───── TEXTO PARA LEITURA

Com produção menor, peso das exportações aumenta na indústria

20/01/2016

Em 6 de 23 setores industriais, a participação das exportações na produção já voltou - ou superou - ao nível de dez anos atrás. Na comparação com o fundo do poço da exportação de manufaturados, em 2010, apenas dois setores ainda estão no negativo.

O impacto dessa recuperação do coeficiente de exportação da indústria, contudo, é ilusório, pois se dá sobre uma produção menor em volume e tecnologicamente mais pobre. A indústria exportou, nos primeiros nove meses do ano passado, 16% de tudo que produziu, percentual superior aos 13,6% de 2010. O volume produzido, contudo, foi mais de 10% menor na mesma comparação.

Apesar do câmbio, que devolveu uma boa dose de competitividade à indústria nos últimos quatro anos, o retorno à patamares mais altos e de maior densidade tecnológica na exportação vai demorar por conta de um efeito que os economistas chamam de "histerese" da relação câmbio e competitividade. Em grego, histerese significa atraso. Na física, o conceito está relacionado à tendência de um material de conservar propriedades mesmo quando cessados os estímulos que as provocaram.

Na economia, explica David Kupfer, diretor do Instituto de Economia da Universidade Federal do Rio de Janeiro (UFRJ), histerese significa a defasagem temporal entre causa e efeito. "Há comprovação de que taxa de cambio interfere de forma importante na corrente de comércio, mas com uma defasagem ", diz Kupfer. Quando a indústria vem de um forte período de valorização da moeda e a perda de valor da divisa ocorre de forma errática, com muita volatilidade, esse intervalo pode ser mais longo.

"A reação da indústria ao patamar mais competitivo do real vai demorar", resume Paulo Gala, professor da Escola de Economia da Fundação Getulio Vargas em São Paulo (EESP-FGV) e economista da Fator Administração de Recursos. O atraso na reação industrial também está relacionado à perda de densidade tecnológica da produção industrial brasileira, observa Gala.

──────────
───── MATERIAL DE TRABALHO

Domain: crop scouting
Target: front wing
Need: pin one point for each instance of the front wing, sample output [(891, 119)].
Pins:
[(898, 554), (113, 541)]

──────────

* ATIVIDADES PROPOSTAS
[1] Extraia das linhas acima cada uma que contenha a palavra "wing", considerando a diferença entre maiúsculas e minúsculas.
[2] Dê continuidade ao texto sobre as exportações da indústria a partir do ponto em que ele termina.

* RESPOSTAS DAS ATIVIDADES
[1]
Target: front wing
Need: pin one point for each instance of the front wing, sample output [(891, 119)].

[2]
Dados coletados pelo economista no Atlas da Complexidade, desenvolvido pela Universidade de Harvard e que compila dados de exportação de quase todos os países, mostra que o setor de transportes respondeu por 12% da exportação brasileira em 2004, percentual que recuou para 7% em 2014, sendo que automóveis prontos caíram de 3% para 1%, enquanto partes e peças para motores e motores para caminhões perderam menos espaço. A participação de máquinas e material elétrico passou de 11% para 6% do total, na mesma comparação, e dentro desse grupo, a exportação de celulares, que representava quase 10% do total, praticamente acabou.

"O Brasil não só reduziu as exportações em muitos setores importantes, mas dentro desses setores, os produtos mais nobres perderam espaço. Perdemos complexidade", resume Gala.

Mariano Laplane, presidente do Centro de Gestão e Estudos Estratégicos (CGEE) e professor da Unicamp, concorda que o tecido industrial brasileiro ficou menos complexo depois de anos de real forte. "Vamos exportar material de transporte, vamos exportar também pasta de celulose, alimentos, mas teremos enormes dificuldades para transformar o Brasil em uma plataforma de exportação de eletrônicos ou de produtos farmacêuticos. Nós estamos sim nas cadeias globais de valor, só que na ponta do consumo", afirma.

Esse é apenas um dos fatores que estão atrasando a reação do setor industrial ao câmbio mais competitivo, observa. Há ainda a necessidade de adequar a produção ao que é demandado fora do país, restabelecer contratos e reconstruir o relacionamento com o exterior perdido quando a indústria se voltou para o mercado interno. "Nós perdemos mercado até na vizinhança, na América do Sul. Recompor isso demora meses".

O baixo crescimento do mercado mundial, disputado por outros emergentes que também têm excesso de capacidade ociosa, é outro aspecto que mitiga a reação das vendas ao exterior. "Isso tudo é para dizer que a reação vai ocorrer, mas é bom não termos expectativas irrealistas".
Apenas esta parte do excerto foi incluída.